- **WHAT TO PRODUCE**:
All lines from the one with "Confirm that each instance of the gold" through the final line of the records below must be written out exactly, with no other text.
↓↓↓
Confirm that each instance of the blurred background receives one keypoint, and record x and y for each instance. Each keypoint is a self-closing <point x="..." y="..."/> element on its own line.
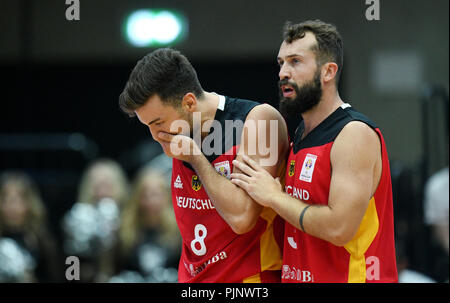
<point x="78" y="177"/>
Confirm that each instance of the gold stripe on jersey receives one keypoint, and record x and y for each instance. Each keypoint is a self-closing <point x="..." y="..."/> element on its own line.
<point x="271" y="258"/>
<point x="358" y="246"/>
↑↑↑
- **SOLUTION FOR THIS PROBLEM**:
Confirm that each instance of the gold stripe on jersey receives one keypoint, and record x and y for each instance. Each keypoint is a self-closing <point x="..." y="..."/> element on its own line.
<point x="271" y="258"/>
<point x="358" y="246"/>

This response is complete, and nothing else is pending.